#### Task item:
Reproduce verbatim, line by line, everything from the line containing "Target: black trash bin" to the last line of the listing below; add nothing.

#### Listed entries:
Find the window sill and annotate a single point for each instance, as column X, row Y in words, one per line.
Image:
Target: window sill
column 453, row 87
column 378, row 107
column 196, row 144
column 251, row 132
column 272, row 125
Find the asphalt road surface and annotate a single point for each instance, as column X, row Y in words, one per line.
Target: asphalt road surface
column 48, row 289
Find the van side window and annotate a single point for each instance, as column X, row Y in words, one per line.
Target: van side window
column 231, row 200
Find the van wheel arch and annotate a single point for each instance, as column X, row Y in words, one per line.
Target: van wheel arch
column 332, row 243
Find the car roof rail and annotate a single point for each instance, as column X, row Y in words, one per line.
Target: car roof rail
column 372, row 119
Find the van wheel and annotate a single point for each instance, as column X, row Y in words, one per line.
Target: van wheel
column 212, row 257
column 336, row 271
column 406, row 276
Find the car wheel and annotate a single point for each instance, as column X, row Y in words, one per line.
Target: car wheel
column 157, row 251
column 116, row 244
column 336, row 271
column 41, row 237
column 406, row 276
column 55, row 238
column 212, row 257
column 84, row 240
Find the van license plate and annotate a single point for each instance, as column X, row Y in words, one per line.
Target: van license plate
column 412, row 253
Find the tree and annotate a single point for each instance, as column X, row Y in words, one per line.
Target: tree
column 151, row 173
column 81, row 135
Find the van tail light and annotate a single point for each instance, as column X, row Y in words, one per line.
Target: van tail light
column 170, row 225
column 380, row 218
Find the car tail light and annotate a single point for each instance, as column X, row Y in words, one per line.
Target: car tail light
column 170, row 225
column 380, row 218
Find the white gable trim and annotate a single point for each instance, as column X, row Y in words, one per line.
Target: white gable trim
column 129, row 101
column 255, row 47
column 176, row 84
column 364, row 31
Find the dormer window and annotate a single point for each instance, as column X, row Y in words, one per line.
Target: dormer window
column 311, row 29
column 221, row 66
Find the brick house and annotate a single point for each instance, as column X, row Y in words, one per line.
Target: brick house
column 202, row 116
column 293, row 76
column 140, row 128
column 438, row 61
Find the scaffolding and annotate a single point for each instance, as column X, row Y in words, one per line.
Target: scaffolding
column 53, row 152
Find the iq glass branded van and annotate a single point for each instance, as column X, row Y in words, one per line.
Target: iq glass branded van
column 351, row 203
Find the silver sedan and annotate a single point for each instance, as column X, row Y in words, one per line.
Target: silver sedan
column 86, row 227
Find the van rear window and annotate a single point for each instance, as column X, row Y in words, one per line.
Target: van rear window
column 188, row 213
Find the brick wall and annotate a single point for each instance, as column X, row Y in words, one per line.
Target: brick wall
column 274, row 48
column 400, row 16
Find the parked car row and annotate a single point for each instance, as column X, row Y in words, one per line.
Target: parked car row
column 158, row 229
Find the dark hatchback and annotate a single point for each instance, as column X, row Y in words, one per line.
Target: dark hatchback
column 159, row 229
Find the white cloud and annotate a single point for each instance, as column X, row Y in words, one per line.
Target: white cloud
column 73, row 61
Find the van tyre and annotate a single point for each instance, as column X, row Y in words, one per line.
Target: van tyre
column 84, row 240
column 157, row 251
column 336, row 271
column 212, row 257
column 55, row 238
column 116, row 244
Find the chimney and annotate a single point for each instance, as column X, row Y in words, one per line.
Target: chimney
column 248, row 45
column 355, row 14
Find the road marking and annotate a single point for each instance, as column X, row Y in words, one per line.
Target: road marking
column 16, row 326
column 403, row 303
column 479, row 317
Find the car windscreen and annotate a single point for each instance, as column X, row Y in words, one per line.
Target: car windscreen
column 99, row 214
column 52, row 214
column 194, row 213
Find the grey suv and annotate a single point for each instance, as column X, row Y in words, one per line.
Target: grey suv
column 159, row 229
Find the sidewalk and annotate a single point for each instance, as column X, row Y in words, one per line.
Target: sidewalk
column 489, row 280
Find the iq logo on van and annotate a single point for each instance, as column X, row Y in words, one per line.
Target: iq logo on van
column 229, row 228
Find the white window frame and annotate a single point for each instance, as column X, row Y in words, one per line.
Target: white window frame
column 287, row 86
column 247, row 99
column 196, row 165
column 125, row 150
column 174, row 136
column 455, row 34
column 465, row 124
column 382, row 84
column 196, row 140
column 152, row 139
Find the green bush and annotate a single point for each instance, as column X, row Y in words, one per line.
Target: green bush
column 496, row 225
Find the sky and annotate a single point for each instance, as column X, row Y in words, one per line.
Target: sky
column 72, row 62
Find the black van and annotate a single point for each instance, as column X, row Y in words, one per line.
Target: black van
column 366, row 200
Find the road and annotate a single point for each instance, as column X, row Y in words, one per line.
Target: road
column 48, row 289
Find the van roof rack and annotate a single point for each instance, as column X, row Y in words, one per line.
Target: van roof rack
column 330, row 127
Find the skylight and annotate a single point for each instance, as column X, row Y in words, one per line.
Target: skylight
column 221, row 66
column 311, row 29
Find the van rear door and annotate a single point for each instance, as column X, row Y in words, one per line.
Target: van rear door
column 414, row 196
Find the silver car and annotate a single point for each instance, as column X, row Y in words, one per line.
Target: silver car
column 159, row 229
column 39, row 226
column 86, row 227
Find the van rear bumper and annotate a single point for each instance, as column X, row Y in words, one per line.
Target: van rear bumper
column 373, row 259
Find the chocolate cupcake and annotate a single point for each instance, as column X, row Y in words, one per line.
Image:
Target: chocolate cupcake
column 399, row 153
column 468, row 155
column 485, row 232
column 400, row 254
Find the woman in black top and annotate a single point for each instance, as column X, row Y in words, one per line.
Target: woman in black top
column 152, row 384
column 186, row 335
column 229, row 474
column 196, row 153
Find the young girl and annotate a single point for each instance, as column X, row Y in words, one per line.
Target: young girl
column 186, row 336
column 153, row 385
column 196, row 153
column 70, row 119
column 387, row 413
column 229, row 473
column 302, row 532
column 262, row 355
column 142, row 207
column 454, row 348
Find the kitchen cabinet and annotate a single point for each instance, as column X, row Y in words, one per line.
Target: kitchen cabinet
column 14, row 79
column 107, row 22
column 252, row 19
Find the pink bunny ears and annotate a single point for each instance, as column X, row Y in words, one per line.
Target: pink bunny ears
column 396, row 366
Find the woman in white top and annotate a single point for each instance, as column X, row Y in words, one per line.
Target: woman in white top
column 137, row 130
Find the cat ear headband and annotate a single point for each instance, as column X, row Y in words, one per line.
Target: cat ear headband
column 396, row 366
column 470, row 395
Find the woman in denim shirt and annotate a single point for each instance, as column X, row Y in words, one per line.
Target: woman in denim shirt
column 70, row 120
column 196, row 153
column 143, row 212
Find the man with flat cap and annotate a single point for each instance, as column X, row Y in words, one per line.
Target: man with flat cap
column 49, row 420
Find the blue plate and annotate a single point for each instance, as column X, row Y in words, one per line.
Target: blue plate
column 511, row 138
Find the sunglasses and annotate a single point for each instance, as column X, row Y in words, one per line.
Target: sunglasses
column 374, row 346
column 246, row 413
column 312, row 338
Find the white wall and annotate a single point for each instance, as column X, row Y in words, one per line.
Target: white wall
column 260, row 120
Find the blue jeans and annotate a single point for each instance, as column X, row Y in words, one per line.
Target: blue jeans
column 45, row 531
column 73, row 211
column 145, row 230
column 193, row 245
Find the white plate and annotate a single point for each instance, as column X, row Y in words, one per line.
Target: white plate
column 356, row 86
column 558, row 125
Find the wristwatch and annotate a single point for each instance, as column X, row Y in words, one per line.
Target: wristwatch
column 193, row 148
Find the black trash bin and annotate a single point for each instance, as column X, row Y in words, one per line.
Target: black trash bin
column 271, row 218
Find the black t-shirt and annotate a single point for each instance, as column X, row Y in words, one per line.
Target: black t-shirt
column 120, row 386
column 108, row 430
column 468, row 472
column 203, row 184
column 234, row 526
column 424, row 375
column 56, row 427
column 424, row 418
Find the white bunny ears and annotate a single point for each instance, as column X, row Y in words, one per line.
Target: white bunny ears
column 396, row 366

#### Exercise solution:
Target: black trash bin
column 271, row 218
Find the black t-shirt and annotate a single point for each instance, as column X, row Y in words, one per line.
Target: black t-shirt
column 120, row 386
column 108, row 430
column 468, row 472
column 203, row 184
column 234, row 526
column 424, row 375
column 56, row 427
column 424, row 418
Find the white bunny ears and annotate a single point for each instance, as column X, row Y in words, one per line.
Target: white bunny ears
column 396, row 366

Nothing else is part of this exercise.